◆ QUOTED PASSAGE ◆
◇ ◇ ◇ ◇ ◇ ◇ ◇
The situation in wealthy countries could not be more different. Farmers (both male and female) sometimes constitute as little as 2% of the population yet food supply is abundant. Farming in those countries has been modernised by technology such as high-yielding seeds, pesticides, fertilizers, good agronomic practices and machinery. Likewise, farmers enjoy the benefits of living in a market economy with profitable research and development and with infrastructure for transport, refrigeration and trade.

Biotechnology has been the most rapidly adopted technology in agricultural history because of its social and economic benefits – but nowhere could these be greater than for women in poor countries in Africa and beyond.

The general effect of a new technology is to increase the quantity of a good (in this case, agricultural crops), which can be produced from the same input or less (time, money, land). Efficient farmers would be able to feed more people than just their families – and this means that, like their counterparts in wealthy countries, more women would be freed to engage in other economic activities and to get an education.

Not only would biotechnology expand the freedom of choice for women and thus reduce the gender gap, it offers important health and environmental benefits for poor countries. It improves the quantity and quality of food and cuts pesticides. By increasing the intensity of crops, there is less pressure to convert marginal land to agricultural use and more chance of saving our rich biodiversity. Future technological developments promise plants that could withstand saline conditions, drought, pests and the other scourges of agriculture in poor countries.
◇ ◇ ◇ ◇ ◇ ◇ ◇
◆ PROBLEM DESCRIPTION ◆
From the passage on agricultural biotechnology, extract everything from "Biotechnology has been" down to "get an education.", word for word.
◇ ◇ ◇ ◇ ◇ ◇ ◇
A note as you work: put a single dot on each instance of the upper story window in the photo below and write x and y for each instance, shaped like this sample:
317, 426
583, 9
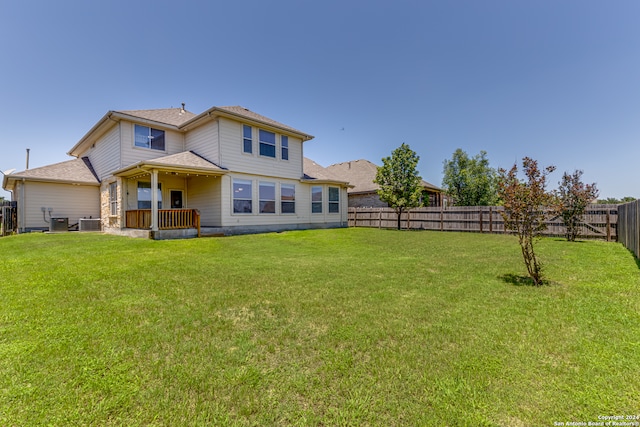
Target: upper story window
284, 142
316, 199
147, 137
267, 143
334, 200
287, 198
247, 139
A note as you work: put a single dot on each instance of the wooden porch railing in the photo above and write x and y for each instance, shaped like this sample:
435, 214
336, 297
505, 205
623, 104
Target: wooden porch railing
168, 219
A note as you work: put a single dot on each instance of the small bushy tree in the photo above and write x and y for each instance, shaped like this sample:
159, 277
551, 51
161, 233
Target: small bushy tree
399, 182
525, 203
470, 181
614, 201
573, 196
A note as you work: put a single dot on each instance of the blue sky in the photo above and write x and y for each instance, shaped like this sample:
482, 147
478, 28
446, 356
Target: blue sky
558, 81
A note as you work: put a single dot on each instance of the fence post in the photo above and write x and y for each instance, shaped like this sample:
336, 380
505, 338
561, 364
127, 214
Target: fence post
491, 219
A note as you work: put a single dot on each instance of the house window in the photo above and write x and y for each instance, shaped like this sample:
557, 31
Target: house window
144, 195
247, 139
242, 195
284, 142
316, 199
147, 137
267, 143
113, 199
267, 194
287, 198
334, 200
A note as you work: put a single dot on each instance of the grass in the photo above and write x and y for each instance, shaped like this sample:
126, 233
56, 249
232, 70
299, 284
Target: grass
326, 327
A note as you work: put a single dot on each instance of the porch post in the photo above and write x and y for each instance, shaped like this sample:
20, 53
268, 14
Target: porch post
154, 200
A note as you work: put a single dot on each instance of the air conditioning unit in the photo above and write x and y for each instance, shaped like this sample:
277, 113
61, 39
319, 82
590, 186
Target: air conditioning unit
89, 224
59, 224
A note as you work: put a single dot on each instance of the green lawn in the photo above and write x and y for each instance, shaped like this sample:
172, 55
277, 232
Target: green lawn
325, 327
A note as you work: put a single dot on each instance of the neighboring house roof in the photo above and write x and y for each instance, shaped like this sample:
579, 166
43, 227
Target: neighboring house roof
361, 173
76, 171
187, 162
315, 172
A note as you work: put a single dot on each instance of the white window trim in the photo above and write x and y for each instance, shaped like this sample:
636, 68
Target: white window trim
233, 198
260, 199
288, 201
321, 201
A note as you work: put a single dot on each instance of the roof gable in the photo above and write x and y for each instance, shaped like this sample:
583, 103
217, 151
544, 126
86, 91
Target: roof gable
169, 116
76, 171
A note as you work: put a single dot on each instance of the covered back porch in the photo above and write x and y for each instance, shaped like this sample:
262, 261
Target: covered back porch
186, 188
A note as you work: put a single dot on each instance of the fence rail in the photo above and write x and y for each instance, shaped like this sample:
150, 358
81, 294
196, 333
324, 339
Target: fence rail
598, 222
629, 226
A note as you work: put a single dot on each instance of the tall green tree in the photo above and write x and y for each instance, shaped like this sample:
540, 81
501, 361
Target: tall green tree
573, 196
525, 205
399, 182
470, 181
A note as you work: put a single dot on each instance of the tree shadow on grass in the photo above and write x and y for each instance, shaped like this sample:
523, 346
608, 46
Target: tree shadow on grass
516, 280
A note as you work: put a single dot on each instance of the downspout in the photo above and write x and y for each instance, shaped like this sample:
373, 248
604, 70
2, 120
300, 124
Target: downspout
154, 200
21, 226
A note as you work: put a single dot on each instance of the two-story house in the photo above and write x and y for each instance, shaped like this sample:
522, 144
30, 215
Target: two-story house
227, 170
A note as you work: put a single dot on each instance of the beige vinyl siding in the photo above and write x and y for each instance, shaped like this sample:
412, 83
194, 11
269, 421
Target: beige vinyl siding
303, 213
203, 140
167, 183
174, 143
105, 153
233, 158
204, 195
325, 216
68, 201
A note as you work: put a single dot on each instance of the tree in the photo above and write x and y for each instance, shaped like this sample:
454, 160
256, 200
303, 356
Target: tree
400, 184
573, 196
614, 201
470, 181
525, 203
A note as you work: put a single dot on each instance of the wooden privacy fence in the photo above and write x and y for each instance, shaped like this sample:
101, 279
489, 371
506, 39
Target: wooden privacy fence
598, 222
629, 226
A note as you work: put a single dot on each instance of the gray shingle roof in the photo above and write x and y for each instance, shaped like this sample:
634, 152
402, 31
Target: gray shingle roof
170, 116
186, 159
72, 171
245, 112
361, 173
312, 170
◇ ◇ ◇ ◇ ◇ ◇ ◇
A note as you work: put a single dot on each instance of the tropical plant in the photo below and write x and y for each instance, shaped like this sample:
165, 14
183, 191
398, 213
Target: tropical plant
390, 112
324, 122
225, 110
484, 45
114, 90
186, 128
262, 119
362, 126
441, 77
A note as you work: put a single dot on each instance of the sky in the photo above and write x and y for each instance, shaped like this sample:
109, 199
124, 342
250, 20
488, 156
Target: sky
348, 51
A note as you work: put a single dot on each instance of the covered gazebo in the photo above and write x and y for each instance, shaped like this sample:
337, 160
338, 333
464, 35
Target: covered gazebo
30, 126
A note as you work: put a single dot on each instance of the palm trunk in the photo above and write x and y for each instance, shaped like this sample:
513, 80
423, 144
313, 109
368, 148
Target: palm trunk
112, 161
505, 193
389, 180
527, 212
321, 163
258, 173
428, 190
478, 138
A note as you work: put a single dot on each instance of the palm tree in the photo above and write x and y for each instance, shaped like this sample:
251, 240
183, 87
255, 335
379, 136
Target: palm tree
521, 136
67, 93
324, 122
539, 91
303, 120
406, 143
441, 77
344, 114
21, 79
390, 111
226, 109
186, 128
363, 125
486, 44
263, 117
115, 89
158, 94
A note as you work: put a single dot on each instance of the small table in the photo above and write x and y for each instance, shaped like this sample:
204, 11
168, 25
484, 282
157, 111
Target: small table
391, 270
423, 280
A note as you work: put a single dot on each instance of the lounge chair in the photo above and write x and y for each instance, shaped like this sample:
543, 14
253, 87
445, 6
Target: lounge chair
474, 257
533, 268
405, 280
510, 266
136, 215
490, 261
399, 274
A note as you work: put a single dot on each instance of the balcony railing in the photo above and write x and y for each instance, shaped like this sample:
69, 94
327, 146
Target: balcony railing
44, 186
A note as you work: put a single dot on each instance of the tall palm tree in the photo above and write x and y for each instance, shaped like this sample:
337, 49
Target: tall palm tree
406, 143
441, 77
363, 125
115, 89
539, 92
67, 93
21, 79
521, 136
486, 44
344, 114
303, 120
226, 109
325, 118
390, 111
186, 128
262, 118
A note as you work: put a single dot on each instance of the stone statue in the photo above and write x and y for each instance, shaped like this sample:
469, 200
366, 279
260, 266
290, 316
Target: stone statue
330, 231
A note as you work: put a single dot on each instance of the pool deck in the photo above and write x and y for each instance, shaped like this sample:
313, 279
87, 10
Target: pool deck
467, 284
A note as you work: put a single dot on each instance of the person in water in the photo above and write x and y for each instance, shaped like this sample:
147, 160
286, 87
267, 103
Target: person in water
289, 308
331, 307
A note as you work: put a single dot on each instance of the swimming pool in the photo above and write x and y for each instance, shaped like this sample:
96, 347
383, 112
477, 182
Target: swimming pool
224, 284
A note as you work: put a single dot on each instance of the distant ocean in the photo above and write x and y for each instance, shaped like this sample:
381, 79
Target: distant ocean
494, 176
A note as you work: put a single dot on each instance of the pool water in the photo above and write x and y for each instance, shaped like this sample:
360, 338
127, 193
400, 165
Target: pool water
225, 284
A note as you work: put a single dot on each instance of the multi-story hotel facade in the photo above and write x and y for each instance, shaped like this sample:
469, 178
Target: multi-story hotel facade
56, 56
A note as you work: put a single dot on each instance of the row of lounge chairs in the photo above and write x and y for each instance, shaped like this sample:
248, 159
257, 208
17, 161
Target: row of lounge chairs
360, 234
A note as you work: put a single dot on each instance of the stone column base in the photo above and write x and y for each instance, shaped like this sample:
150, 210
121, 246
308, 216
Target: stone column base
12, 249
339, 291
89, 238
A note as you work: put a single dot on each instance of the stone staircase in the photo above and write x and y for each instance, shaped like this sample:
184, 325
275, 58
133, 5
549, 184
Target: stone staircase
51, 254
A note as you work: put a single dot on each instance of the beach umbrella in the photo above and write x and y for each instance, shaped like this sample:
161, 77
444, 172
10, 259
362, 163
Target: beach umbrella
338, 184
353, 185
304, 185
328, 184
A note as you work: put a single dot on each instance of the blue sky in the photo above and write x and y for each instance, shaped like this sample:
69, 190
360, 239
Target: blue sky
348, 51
◇ ◇ ◇ ◇ ◇ ◇ ◇
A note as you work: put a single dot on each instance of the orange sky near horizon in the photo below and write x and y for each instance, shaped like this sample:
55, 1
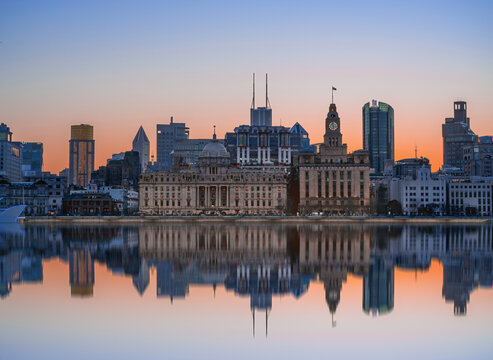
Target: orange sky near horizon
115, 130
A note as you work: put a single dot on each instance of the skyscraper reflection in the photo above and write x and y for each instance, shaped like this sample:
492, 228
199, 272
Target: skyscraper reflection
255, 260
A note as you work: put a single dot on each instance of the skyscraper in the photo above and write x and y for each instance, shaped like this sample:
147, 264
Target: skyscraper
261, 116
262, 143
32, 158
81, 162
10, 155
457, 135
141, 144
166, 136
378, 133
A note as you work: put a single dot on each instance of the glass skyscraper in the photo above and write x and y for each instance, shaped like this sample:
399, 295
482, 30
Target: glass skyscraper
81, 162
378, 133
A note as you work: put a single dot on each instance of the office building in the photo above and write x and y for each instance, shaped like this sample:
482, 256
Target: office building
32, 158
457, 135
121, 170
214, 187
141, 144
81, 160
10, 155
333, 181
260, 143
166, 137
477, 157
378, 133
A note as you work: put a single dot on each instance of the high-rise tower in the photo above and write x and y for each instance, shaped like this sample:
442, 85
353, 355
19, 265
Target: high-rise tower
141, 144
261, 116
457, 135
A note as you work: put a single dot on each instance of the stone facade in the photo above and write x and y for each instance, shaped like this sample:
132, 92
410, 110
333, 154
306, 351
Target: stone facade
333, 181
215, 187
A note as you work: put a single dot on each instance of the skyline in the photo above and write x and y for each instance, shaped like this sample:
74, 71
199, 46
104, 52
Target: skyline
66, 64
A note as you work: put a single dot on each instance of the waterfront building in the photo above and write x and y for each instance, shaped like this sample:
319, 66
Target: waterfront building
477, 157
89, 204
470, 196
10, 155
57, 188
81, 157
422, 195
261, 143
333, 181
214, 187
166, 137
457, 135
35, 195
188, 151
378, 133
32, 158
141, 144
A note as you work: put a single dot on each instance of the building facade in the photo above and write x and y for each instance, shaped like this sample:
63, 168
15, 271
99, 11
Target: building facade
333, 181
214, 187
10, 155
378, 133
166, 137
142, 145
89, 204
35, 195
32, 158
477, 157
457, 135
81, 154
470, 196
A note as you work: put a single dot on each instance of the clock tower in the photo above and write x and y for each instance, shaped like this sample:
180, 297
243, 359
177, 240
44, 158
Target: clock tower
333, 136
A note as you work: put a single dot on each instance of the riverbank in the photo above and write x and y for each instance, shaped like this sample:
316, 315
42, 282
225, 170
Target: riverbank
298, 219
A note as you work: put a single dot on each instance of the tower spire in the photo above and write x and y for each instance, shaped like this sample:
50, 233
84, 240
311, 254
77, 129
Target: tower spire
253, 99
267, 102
◇ ◇ ◇ ◇ ◇ ◇ ◇
◆ EXERCISE SOLUTION ◆
Biotechnology has been the most rapidly adopted technology in agricultural history because of its social and economic benefits – but nowhere could these be greater than for women in poor countries in Africa and beyond.

The general effect of a new technology is to increase the quantity of a good (in this case, agricultural crops), which can be produced from the same input or less (time, money, land). Efficient farmers would be able to feed more people than just their families – and this means that, like their counterparts in wealthy countries, more women would be freed to engage in other economic activities and to get an education.